▸ Goal of the exercise: In the passage below on the Raft consensus algorithm, what was the authors' primary goal in creating it?

--- START Selected passage ---

This problem of getting multiple nodes to agree has led to the development of consensus algorithms. Distributed consensus is the ability for components in a distributed system to reach agreement even in the presence of failures and an unreliable network. Paxos and Raft are two of the most popular consensus algorithms today. This post will focus on the Raft algorithm, which tackles the consensus problem. Its original paper can be found here.
Table of Contents
- Raft Paper Summary
- Replicated State Machines
- Raft Overview
- How is a leader elected?
- How does log replication work?
- Why is it safe for a new leader to overwrite its follower's logs?
- What happens when a follower or candidate crashes?
- How do we choose the right election timeout?
- How does Raft tame its logs?
- Further Reading
Raft Paper Summary #
Before the creation of the Raft algorithm, Paxos had almost solely dominated the landscape of consensus algorithms. The problem with Paxos, however, is that it is quite a challenge to understand it. This challenge is what led to the creation of Raft. The authors had a desire to develop a consensus algorithm that was not only practical but was also understandable. Their primary goal in the creation of the algorithm was understandability.
One of the approaches the authors took to create an understandable algorithm was to decompose the consensus problem into separate parts:
- leader election
- log replication, and
These parts will be discussed separately below.
Replicated State Machines #
The replicated state machine approach to replication has been discussed in an earlier post, but to recap, the idea is that if two state machines are fed the same input operations in the same order, their outputs will be the same.
A replicated log is typically used to implement replicated state machines. Each server maintains its log, which contains a series of commands that its state machine must execute in order. These logs must be kept consistent across all the servers. Consistency here means that all the logs must have the same commands in the same order.

--- END Selected passage ---
--- START Dataset entries ---

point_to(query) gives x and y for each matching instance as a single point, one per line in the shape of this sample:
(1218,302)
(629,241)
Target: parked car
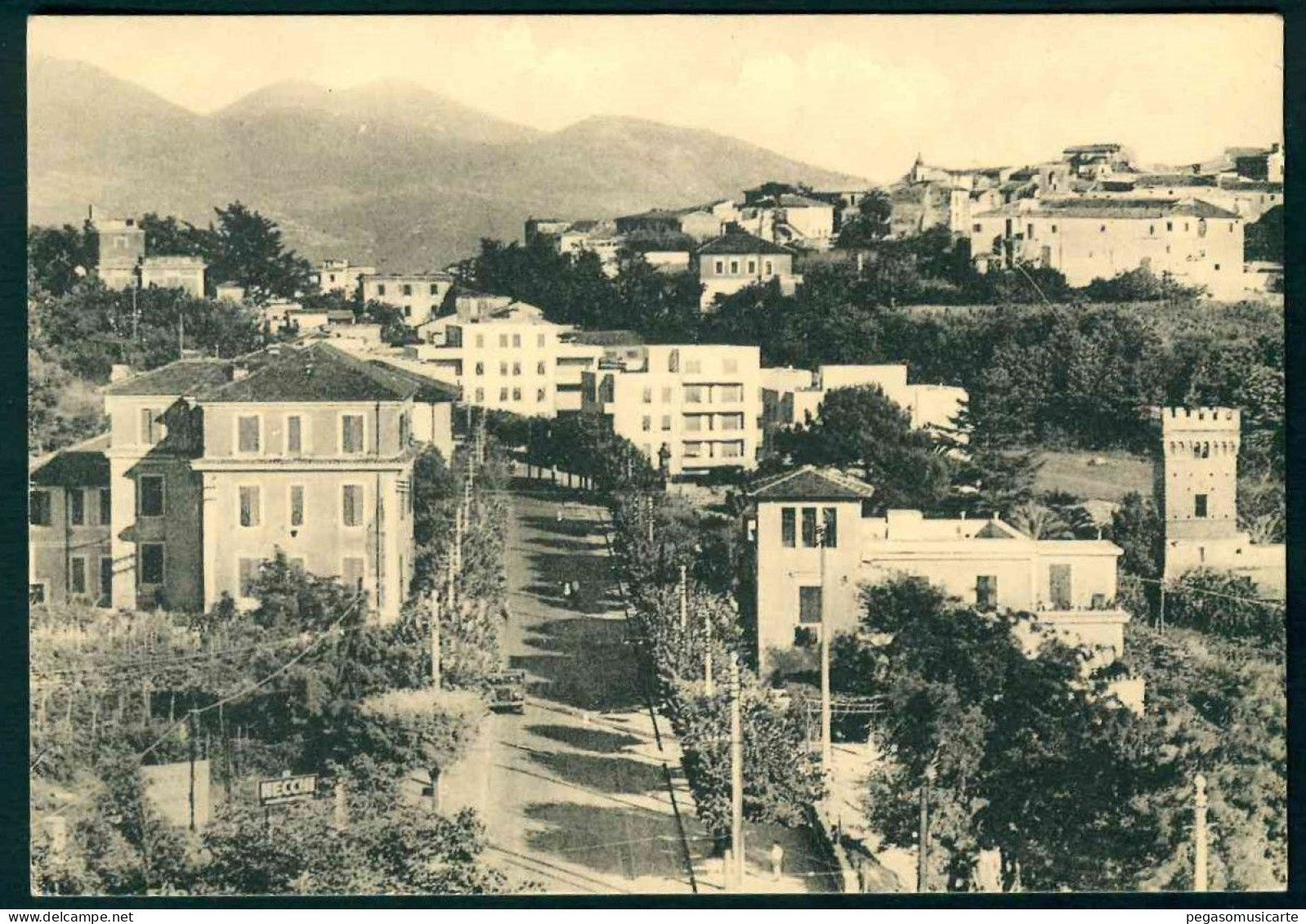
(508,692)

--- END Dataset entries ---

▸ Solution to this task: Understandability.